Task to carry out →
Write out these lines again, swapping "list of boxes" for "list of rectangles" everywhere it occurs and leaving everything else as it is.

Rows of box annotation data:
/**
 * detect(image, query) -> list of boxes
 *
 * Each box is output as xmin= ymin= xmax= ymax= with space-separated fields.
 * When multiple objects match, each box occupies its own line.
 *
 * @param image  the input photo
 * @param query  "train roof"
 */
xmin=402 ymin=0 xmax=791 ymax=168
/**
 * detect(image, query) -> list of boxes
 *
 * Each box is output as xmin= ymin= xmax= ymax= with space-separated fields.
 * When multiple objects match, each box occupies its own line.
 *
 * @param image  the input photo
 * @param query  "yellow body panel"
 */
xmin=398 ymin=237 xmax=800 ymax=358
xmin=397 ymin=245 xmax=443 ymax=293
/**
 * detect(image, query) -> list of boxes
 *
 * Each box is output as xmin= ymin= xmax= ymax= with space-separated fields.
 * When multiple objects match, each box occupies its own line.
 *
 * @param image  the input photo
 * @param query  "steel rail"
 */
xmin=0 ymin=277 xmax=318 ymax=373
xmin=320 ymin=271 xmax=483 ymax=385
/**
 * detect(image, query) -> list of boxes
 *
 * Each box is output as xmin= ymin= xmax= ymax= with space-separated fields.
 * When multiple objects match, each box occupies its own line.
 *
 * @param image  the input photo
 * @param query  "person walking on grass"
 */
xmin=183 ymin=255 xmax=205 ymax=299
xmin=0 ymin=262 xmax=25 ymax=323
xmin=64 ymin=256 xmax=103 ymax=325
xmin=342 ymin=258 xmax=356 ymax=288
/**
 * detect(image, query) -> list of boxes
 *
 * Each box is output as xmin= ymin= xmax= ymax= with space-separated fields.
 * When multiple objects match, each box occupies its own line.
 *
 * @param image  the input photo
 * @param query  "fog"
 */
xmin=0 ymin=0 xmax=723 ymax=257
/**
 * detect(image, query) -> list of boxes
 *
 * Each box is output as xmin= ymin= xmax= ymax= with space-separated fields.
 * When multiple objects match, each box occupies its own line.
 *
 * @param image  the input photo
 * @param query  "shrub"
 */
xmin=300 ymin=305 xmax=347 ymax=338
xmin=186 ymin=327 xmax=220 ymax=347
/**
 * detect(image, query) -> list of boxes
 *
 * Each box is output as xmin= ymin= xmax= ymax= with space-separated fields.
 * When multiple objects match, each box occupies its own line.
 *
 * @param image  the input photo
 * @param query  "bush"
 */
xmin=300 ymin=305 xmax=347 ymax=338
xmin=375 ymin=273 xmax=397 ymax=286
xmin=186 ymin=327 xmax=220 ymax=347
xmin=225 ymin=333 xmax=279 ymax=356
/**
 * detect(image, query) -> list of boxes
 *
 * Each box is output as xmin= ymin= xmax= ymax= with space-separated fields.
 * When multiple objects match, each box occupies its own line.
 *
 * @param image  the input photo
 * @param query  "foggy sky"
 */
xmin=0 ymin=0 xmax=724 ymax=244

Exercise output →
/**
 * detect(image, query) -> list of rectangles
 *
 * Each box is output as xmin= ymin= xmax= ymax= with space-separated fields.
 * When multiple objects match, each box occupies its own line.
 *
 * @param image  the input photo
 * @param query  "train roof"
 */
xmin=402 ymin=0 xmax=791 ymax=168
/**
 * detect(image, query) -> list of rectangles
 *
 * Each box is output as xmin= ymin= xmax= ymax= with space-separated fields.
 * When multiple objects match, each box occupies its own line.
 *
 * @param image  the input photo
 * @param query  "yellow body panel"
 */
xmin=398 ymin=237 xmax=800 ymax=358
xmin=397 ymin=245 xmax=443 ymax=293
/**
 * detect(image, query) -> list of rectangles
 *
 * Each box is output as xmin= ymin= xmax= ymax= with space-separated fields.
 * When multiple objects match, each box occupies its own line.
 *
 * @param image  the input photo
 * @param query  "steel rail"
 */
xmin=0 ymin=277 xmax=318 ymax=373
xmin=320 ymin=271 xmax=483 ymax=385
/**
 * detect(image, query) -> list of rectangles
 *
 * Each box is output as xmin= ymin= xmax= ymax= with space-separated fields.
 * When multiple objects match, each box occupies its own line.
 *
 * @param image  the input photo
 * @param query  "person walking on grass"
 */
xmin=183 ymin=255 xmax=205 ymax=299
xmin=0 ymin=262 xmax=25 ymax=323
xmin=64 ymin=256 xmax=103 ymax=325
xmin=342 ymin=258 xmax=356 ymax=288
/**
 * detect(image, query) -> list of rectangles
 *
 * Each box is output as xmin= ymin= xmax= ymax= with space-separated fields.
 * When multiple objects match, each box occupies its own line.
 *
 * @param image  the input photo
 * @param query  "fog"
 */
xmin=0 ymin=0 xmax=723 ymax=257
/**
 * detect(image, query) -> list of rectangles
 *
 * Each box is output as xmin= ymin= xmax= ymax= with space-separated fields.
 * When multiple objects match, each box occupies its own line.
 *
 * @param image  the input photo
 * @param query  "shrub"
 */
xmin=300 ymin=305 xmax=347 ymax=338
xmin=186 ymin=327 xmax=220 ymax=347
/**
 * detect(image, query) -> list of rectangles
 *
 * Each box is output as xmin= ymin= xmax= ymax= with space-separated fields.
 * When multiple objects match, each box occupies its own line.
 *
 * @param image  the input photo
 * @param query  "bush"
 */
xmin=300 ymin=305 xmax=347 ymax=338
xmin=375 ymin=273 xmax=397 ymax=286
xmin=186 ymin=327 xmax=220 ymax=347
xmin=225 ymin=333 xmax=279 ymax=356
/**
 * detect(image, query) -> list of rectangles
 *
 * Each box is output as xmin= ymin= xmax= ymax= with space-separated fields.
 * When multiple objects match, each box occupies its own line.
 *
 * @param image  the input photo
 * @param query  "foggy sky"
 */
xmin=0 ymin=0 xmax=724 ymax=244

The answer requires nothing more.